Copy word for word the lines of the material below, from the line containing "For this challenge, identify the street" down to the line containing "point(278, 40)", both included. Give only those lines.

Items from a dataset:
****

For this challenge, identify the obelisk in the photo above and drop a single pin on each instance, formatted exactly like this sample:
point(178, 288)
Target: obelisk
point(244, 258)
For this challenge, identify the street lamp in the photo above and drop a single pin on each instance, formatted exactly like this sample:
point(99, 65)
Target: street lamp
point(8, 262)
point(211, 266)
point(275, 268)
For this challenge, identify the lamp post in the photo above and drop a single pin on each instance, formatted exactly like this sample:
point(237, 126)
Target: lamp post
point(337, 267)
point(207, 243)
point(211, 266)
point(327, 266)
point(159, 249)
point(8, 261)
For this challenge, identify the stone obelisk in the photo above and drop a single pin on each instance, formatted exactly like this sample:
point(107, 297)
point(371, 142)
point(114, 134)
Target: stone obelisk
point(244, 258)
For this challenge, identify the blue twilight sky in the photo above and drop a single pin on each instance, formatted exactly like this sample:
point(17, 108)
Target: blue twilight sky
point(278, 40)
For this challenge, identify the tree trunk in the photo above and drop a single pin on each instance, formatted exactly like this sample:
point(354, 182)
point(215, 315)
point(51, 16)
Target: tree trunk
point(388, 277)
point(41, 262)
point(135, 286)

****

| The answer |
For this challenge, identify the street lamp in the photo above and drop a single pin on each instance, formatted exactly like this sample:
point(99, 65)
Target: street lamp
point(8, 262)
point(211, 266)
point(275, 268)
For this challenge, identify the lamp post in the photo above and drop a single pin on each instance, formatted exactly like this sample:
point(237, 126)
Target: lamp post
point(337, 267)
point(207, 243)
point(211, 266)
point(327, 266)
point(159, 249)
point(8, 261)
For this challenge, identify the stone obelisk in the photo above and drop a single pin on each instance, formatted exactly like this sample:
point(107, 297)
point(371, 142)
point(114, 134)
Target: stone obelisk
point(244, 258)
For this challenge, identify the blue twilight sky in the photo above and drop a single pin on each instance, formatted exactly like this sample:
point(17, 108)
Target: blue twilight sky
point(278, 40)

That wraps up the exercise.